Closeup of vaccine bottle with syringe and needle for immunization on vintage medical background (Adobe Stock)
Some parents, teachers and medical experts in Leon County are extremely concerned about Florida’s vaccine lift for schoolchildren.
Florida’s decision to eliminate vaccine mandates comes after Florida Surgeon General Dr. Joseph Ladapo, joined by Gov. Ron DeSantis, announced in September the state would move to eliminate all vaccine mandates for school children. Ladapo called the existing rules “immoral” and equated them to “slavery.”
Shakita Bailey, a concerned parent in Tallahassee, is one of many uneasy about the implications of the change.
“I don’t agree with the mandate removal,” she said. “Vaccines have done a lot with eradicating things that can be potentially very dangerous … If you’re going to let your kid go to school unvaccinated, now that puts my kid at risk.”
Bailey’s concerns are rooted in a reality many families share, and day-to-day distractions can prevent parents from staying informed on policy shifts.
++++++++
WHAT TO DO: Render this sentence from the article on Florida's school vaccine mandates into Spanish: "Shakita Bailey, a concerned parent in Tallahassee, is one of many uneasy about the implications of the change." The entries that follow have no connection to the article on Florida's school vaccine mandates.

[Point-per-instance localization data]
++++++++
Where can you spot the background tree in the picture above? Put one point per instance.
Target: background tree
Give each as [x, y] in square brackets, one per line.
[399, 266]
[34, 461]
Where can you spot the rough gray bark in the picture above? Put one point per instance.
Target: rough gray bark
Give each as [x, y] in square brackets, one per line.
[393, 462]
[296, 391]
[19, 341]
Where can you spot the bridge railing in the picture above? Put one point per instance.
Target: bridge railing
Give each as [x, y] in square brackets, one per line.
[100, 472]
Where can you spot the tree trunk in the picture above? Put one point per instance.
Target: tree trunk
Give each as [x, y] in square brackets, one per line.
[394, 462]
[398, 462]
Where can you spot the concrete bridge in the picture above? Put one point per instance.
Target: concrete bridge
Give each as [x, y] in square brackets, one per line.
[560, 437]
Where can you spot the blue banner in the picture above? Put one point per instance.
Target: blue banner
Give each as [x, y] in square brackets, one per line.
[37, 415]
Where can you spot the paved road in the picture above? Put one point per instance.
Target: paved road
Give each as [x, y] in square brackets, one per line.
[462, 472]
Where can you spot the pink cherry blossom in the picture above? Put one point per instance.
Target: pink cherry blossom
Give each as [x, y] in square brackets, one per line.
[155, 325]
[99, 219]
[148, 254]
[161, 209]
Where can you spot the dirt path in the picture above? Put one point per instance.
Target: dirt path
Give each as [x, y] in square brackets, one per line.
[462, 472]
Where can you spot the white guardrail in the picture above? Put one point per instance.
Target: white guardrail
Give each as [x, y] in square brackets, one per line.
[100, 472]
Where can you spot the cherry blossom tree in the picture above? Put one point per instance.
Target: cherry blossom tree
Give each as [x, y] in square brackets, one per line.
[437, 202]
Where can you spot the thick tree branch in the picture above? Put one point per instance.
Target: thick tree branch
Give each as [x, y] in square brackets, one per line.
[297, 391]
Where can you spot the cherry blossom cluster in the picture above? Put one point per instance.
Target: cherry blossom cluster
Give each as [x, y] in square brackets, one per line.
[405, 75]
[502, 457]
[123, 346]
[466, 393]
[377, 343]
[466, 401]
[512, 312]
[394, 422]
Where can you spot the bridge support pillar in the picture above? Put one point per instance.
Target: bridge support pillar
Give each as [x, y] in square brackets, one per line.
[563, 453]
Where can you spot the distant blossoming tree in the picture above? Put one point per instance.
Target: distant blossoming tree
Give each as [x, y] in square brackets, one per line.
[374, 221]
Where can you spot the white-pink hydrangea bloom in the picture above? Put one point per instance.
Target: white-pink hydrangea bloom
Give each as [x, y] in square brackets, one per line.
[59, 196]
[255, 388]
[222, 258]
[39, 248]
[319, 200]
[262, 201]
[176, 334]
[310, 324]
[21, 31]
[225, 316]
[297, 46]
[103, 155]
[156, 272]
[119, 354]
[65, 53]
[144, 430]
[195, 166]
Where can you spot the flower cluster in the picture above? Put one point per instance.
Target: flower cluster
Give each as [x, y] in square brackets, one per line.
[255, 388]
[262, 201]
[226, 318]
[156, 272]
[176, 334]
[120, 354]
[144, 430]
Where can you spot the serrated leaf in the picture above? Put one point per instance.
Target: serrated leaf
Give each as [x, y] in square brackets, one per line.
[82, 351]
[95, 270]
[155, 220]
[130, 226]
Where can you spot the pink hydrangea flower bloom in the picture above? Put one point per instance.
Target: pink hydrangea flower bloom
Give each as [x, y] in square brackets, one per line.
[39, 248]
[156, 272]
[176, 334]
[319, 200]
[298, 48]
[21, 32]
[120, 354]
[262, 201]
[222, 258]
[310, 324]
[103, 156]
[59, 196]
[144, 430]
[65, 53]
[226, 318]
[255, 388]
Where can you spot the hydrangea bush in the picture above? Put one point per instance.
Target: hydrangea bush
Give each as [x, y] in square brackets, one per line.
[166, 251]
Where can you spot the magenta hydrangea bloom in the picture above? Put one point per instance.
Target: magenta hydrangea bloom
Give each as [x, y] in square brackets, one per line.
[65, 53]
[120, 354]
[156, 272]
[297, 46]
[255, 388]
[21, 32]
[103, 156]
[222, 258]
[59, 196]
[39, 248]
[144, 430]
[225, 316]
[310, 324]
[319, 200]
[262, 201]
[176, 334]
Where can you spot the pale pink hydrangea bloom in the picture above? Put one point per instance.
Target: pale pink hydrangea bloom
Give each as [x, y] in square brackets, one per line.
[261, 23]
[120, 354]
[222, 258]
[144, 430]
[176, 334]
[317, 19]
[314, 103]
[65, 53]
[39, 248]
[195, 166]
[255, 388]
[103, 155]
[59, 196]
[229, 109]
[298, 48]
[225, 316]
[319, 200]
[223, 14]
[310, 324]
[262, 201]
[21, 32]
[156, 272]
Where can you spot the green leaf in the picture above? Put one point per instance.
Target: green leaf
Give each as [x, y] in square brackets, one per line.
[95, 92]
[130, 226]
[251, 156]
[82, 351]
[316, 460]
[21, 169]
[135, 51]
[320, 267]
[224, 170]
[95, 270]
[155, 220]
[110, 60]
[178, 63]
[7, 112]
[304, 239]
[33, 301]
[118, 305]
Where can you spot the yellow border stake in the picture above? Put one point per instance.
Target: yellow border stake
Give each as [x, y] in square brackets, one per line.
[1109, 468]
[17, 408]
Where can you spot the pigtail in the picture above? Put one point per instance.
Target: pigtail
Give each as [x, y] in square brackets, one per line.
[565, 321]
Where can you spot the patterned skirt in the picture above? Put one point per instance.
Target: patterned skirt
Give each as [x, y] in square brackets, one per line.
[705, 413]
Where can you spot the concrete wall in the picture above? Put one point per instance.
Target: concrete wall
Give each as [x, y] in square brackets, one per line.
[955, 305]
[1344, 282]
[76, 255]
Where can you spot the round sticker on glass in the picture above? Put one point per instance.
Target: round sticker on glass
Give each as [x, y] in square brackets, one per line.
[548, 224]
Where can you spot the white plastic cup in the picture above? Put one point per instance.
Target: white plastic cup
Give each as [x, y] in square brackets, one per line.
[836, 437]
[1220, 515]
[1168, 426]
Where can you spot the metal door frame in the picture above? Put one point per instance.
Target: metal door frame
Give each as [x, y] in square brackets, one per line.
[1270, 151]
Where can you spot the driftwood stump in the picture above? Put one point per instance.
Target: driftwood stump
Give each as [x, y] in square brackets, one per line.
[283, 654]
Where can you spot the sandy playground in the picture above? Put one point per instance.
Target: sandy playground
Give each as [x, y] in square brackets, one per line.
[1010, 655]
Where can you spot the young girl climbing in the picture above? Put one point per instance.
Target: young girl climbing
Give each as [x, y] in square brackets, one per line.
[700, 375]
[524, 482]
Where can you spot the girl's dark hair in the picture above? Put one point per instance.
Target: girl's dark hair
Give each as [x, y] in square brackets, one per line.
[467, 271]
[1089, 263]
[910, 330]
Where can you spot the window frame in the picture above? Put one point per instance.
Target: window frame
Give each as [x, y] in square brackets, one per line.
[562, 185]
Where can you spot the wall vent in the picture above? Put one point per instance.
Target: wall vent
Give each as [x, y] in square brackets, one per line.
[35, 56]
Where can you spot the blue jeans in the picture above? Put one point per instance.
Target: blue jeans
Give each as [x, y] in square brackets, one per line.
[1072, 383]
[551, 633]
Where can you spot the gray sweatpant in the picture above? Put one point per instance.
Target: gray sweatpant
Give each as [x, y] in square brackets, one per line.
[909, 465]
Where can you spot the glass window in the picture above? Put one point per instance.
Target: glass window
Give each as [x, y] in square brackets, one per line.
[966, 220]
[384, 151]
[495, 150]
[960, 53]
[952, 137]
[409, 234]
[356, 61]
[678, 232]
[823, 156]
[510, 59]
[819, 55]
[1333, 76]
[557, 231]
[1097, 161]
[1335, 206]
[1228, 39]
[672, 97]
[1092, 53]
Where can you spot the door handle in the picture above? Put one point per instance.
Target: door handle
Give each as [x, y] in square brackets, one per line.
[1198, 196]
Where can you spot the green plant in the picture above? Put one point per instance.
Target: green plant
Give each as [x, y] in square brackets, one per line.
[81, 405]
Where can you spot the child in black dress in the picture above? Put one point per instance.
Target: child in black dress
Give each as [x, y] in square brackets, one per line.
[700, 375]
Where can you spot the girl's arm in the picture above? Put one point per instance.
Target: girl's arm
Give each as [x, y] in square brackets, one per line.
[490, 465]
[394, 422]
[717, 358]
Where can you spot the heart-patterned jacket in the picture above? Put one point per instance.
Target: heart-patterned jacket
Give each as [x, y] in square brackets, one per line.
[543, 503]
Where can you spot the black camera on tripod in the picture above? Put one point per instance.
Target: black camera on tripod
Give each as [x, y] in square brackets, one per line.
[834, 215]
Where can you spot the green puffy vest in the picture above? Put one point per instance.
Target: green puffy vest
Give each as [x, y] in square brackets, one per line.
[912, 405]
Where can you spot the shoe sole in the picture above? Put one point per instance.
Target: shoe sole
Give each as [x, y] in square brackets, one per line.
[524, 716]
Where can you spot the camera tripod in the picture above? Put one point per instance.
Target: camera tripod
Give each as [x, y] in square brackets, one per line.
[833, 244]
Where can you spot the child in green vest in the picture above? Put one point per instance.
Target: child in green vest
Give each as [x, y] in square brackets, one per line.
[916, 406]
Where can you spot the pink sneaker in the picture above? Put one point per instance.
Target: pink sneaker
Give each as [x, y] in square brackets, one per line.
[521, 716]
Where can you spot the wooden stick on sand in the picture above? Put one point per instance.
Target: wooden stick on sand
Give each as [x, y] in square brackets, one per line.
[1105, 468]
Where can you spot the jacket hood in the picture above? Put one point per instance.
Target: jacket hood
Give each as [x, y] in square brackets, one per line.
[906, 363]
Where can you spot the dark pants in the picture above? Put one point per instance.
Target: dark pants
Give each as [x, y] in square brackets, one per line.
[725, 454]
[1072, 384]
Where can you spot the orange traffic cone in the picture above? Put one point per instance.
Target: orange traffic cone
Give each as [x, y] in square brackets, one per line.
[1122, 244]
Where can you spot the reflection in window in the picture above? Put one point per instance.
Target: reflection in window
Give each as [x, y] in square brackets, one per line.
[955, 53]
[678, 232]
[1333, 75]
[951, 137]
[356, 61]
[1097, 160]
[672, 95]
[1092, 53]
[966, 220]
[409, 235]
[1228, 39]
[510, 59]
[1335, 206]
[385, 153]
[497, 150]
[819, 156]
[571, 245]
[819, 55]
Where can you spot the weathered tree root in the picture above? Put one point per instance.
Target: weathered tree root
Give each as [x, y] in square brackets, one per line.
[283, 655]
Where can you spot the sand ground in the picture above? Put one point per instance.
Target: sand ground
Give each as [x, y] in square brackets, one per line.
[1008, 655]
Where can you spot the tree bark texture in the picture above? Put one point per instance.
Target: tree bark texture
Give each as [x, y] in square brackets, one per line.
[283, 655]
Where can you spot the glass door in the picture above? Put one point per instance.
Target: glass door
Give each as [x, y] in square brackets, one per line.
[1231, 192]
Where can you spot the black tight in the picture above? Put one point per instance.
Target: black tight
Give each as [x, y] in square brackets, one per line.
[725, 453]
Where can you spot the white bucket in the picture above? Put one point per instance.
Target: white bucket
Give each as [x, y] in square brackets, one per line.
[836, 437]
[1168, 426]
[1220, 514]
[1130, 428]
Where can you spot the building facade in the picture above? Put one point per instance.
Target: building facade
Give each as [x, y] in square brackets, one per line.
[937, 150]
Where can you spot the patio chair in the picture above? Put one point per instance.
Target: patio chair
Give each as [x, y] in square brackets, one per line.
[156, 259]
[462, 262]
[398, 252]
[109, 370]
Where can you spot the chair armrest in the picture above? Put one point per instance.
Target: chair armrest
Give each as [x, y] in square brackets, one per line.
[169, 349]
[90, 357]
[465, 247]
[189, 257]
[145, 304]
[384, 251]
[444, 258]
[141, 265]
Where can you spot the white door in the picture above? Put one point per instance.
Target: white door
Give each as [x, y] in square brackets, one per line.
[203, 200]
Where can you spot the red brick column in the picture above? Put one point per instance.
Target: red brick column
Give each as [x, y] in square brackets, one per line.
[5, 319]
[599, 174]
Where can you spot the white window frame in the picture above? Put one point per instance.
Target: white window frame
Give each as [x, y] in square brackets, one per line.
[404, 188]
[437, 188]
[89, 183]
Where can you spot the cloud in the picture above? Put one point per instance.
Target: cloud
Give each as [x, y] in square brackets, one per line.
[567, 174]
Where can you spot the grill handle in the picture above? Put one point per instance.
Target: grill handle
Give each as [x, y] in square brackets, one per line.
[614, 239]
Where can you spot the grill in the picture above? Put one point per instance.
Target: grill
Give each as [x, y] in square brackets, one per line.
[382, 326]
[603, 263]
++++++++
REPLY TO THE EXERCISE: Shakita Bailey, una madre preocupada de Tallahassee, es una de las muchas personas inquietas por las implicaciones del cambio.